··· Trecho do documento ···
MEMÓRIA / OLDEMÁRIO TOUGUINHÓ
“Oldemário, uma legenda”, copyright Jornal do Brasil, 22/1/03
“A travessia 2002/2003 tem sido impiedosa com o universo do futebol. Perdemos dois jogadores admiráveis, dois cavalheiros dos campos: Joel Martins e Julinho. Agora, vai o terceiro e grande personagem do futebol, de cuja carreira sou privilegiada testemunha. Falo do jornalista Oldemário Touguinhó. Conheci-o, ali pelos anos 60, dividindo com ele um espaço de trabalho e de afeição na redação do Jornal do Brasil. Lembro-me de uma conversa que tive, então, com o psicanalista e poeta Hélio Pelegrino. Hélio me telefonou, querendo saber se eu era íntimo de um repórter do JB que se chamava Oldemário Touguinhó. O nome Oldemário e, mais ainda, o sobrenome Touguinhó, tinham se transformado numa obsessão do doutor Hélio, que queria porque queria conhecê-lo pessoalmente.
Infelizmente, sempre que marquei uma visita do poeta ao JB, o próprio Oldemário desmarcava, levado, às pressas, da redação, pelas intuições de um bom furo. Contei, então, ao doutor Hélio que Oldemário era uma figura singularíssima. Um devoto da notícia. Não me lembro de ter visto, em 50 anos, outro repórter mais dependente de um furo jornalístico. Oldemário passou a vida inteira de plantão, a serviço da notícia. O moço, sempre ligado, tinha nos cinco sentidos o imã de uma informação em primeira mão.
Na edificante carreira de Oldemário, há um episódio simbólico do seu amor pelo jornalismo. Certa vez, ele teria obrigado um piloto a abortar uma decolagem de um avião comercial. Plantara-se no meio da pista, disposto a morrer atropelado. Ele tinha que entregar a um colega um filme e uma reportagem pra sair dia seguinte no JB.
Em 40 anos de repórter, Oldemário só vestiu uma única camisa – a do JB. Cobrimos juntos o Mundial de 1966, sob a liderança de Carlos Lemos, querido companheiro, a quem o jornalismo esportivo deve a descoberta do grande Oldemário. Lemos apostou e acertou na aposta. Oldemário se consagraria como o mais vibrante e competente repórter esportivo do Brasil. Que Deus o tenha.”
“Uma flor para Oldemário”, copyright Jornal do Brasil, 22/1/03
“Além da Copa do Mundo de 1950, da inauguração do Maracanã, da tragédia da derrota, na final para o Uruguai, por 2 a 1 – com o famoso gol de Gigghia, que condenou Barbosa, Bigode e Juvenal à inquisição na fogueira de mais de meio século de polêmica interminável, amortecida nas cinzas dos cinco títulos -, só assisti, em condições privilegiadas, à Copa de 86, no México, a Copa de Don Diego Maradona, que levou a Argentina ao título.
··· Dados exibidos ···
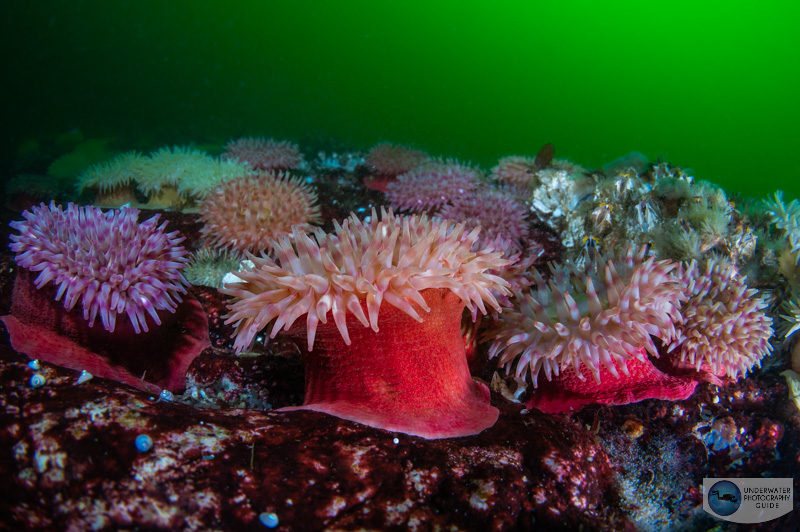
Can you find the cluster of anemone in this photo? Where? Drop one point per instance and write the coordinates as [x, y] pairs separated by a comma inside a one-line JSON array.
···
## Tarefa proposta 1
Segundo o trecho do documento, qual foi a única camisa que Oldemário vestiu em 40 anos de repórter?
## Tarefa proposta 2
Diga se cada afirmação concorda com o trecho do documento, citando as palavras decisivas: (a) Quem escreve conheceu Oldemário nos anos 60, na redação do Jornal do Brasil. (b) Hélio Pelegrino conseguiu visitar Oldemário no JB. (c) Quem escreve e Oldemário cobriram juntos o Mundial de 1966.
## Tarefa proposta 3
Por favor, transcreva sem nenhuma alteração a parte do trecho do documento que abre com as palavras que contêm "Em 40 anos de" e fecha com "Argentina ao título.".

## Resposta do exercício 1
A do JB.

## Resposta do exercício 2
(a) Sim: "Conheci-o, ali pelos anos 60, dividindo com ele um espaço de trabalho e de afeição na redação do Jornal do Brasil."
(b) Não: "sempre que marquei uma visita do poeta ao JB, o próprio Oldemário desmarcava"
(c) Sim: "Cobrimos juntos o Mundial de 1966"

## Resposta do exercício 3
Em 40 anos de repórter, Oldemário só vestiu uma única camisa – a do JB. Cobrimos juntos o Mundial de 1966, sob a liderança de Carlos Lemos, querido companheiro, a quem o jornalismo esportivo deve a descoberta do grande Oldemário. Lemos apostou e acertou na aposta. Oldemário se consagraria como o mais vibrante e competente repórter esportivo do Brasil. Que Deus o tenha.”
“Uma flor para Oldemário”, copyright Jornal do Brasil, 22/1/03
“Além da Copa do Mundo de 1950, da inauguração do Maracanã, da tragédia da derrota, na final para o Uruguai, por 2 a 1 – com o famoso gol de Gigghia, que condenou Barbosa, Bigode e Juvenal à inquisição na fogueira de mais de meio século de polêmica interminável, amortecida nas cinzas dos cinco títulos -, só assisti, em condições privilegiadas, à Copa de 86, no México, a Copa de Don Diego Maradona, que levou a Argentina ao título.